▶ **Work request**
Please print the whole listing again, exactly as shown.
==============================
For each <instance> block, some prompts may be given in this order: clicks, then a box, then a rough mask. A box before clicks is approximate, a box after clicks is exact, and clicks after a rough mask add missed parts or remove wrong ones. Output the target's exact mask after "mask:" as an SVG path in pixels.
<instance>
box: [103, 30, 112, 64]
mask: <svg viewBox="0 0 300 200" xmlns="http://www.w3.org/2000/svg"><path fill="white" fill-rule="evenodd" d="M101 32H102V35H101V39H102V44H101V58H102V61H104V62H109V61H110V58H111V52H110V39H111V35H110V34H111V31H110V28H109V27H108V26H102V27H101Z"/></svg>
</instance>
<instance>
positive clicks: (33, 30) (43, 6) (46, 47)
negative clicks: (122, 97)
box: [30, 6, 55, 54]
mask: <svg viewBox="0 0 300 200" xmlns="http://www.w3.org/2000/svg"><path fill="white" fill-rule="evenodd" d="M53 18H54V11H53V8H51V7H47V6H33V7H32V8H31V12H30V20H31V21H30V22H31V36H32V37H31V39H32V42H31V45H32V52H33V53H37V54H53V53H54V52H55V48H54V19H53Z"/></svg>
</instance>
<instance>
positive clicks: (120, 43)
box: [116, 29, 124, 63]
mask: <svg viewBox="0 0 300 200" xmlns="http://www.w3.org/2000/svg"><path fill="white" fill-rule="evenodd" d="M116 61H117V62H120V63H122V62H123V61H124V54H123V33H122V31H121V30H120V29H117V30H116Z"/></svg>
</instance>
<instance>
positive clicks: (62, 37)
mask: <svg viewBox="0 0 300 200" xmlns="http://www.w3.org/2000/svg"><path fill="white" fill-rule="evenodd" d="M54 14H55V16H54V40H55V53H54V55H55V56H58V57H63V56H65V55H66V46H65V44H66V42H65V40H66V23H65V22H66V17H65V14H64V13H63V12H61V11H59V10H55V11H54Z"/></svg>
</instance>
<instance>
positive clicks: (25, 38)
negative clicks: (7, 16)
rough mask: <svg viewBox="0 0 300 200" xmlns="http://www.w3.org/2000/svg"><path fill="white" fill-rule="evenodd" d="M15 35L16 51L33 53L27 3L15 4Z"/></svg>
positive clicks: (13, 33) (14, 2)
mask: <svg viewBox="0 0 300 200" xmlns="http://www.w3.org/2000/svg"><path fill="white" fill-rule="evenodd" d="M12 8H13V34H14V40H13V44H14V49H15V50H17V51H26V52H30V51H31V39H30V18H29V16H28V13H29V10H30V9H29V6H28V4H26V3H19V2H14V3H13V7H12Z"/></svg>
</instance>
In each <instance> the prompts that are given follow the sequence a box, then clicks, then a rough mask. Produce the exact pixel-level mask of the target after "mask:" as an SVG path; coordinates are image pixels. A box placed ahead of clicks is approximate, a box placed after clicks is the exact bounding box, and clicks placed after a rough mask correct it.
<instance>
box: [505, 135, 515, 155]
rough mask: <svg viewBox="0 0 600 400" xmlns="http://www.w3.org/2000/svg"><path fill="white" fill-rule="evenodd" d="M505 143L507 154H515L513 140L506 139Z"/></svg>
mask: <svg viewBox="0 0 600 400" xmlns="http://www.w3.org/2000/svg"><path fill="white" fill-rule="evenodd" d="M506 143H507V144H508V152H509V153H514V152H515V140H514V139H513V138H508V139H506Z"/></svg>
==============================
▶ **Written solution**
For each <instance> block, some prompts may be given in this order: clicks, then a box, then a rough mask. A box before clicks is approximate, a box after clicks is exact, and clicks after a rough mask add missed parts or remove wrong ones. Output the target's exact mask after "mask:" as an SVG path in pixels.
<instance>
box: [103, 30, 112, 64]
mask: <svg viewBox="0 0 300 200" xmlns="http://www.w3.org/2000/svg"><path fill="white" fill-rule="evenodd" d="M101 32H102V35H101V39H102V44H101V58H102V61H104V62H109V61H110V58H111V52H110V39H111V35H110V34H111V31H110V28H109V27H108V26H102V27H101Z"/></svg>
</instance>
<instance>
positive clicks: (33, 30) (43, 6) (46, 47)
negative clicks: (122, 97)
box: [30, 6, 55, 54]
mask: <svg viewBox="0 0 300 200" xmlns="http://www.w3.org/2000/svg"><path fill="white" fill-rule="evenodd" d="M53 18H54V11H53V8H51V7H47V6H33V7H32V8H31V12H30V20H31V21H30V22H31V36H32V37H31V39H32V42H31V45H32V52H33V53H37V54H53V53H54V52H55V48H54V19H53Z"/></svg>
</instance>
<instance>
positive clicks: (120, 43)
box: [116, 29, 124, 63]
mask: <svg viewBox="0 0 300 200" xmlns="http://www.w3.org/2000/svg"><path fill="white" fill-rule="evenodd" d="M116 61H117V62H120V63H122V62H123V61H124V54H123V33H122V31H121V30H120V29H117V30H116Z"/></svg>
</instance>
<instance>
positive clicks: (62, 37)
mask: <svg viewBox="0 0 300 200" xmlns="http://www.w3.org/2000/svg"><path fill="white" fill-rule="evenodd" d="M54 14H55V16H54V40H55V53H54V55H55V56H58V57H63V56H65V55H66V46H65V44H66V42H65V40H66V23H65V22H66V17H65V14H64V13H63V12H61V11H59V10H55V11H54Z"/></svg>
</instance>
<instance>
positive clicks: (25, 38)
negative clicks: (7, 16)
rough mask: <svg viewBox="0 0 300 200" xmlns="http://www.w3.org/2000/svg"><path fill="white" fill-rule="evenodd" d="M15 35L16 51L33 53L27 3L15 4Z"/></svg>
positive clicks: (13, 33) (14, 2)
mask: <svg viewBox="0 0 300 200" xmlns="http://www.w3.org/2000/svg"><path fill="white" fill-rule="evenodd" d="M12 8H13V34H14V40H13V44H14V49H15V50H17V51H26V52H30V51H31V39H30V18H29V16H28V13H29V10H30V9H29V6H28V4H26V3H19V2H14V3H13V7H12Z"/></svg>
</instance>
In each <instance> the prompts that are given follow the sequence a box, then clicks, then a rough mask. Produce the exact pixel-level mask of the target after "mask:" as an SVG path; coordinates are image pixels. A box placed ahead of clicks is approximate, a box placed after clicks is the exact bounding box, and clicks placed after a rough mask correct it.
<instance>
box: [505, 135, 515, 155]
rough mask: <svg viewBox="0 0 600 400" xmlns="http://www.w3.org/2000/svg"><path fill="white" fill-rule="evenodd" d="M505 143L507 154H515L513 140L506 139Z"/></svg>
mask: <svg viewBox="0 0 600 400" xmlns="http://www.w3.org/2000/svg"><path fill="white" fill-rule="evenodd" d="M506 143H507V144H508V152H509V153H514V152H515V140H514V139H513V138H508V139H506Z"/></svg>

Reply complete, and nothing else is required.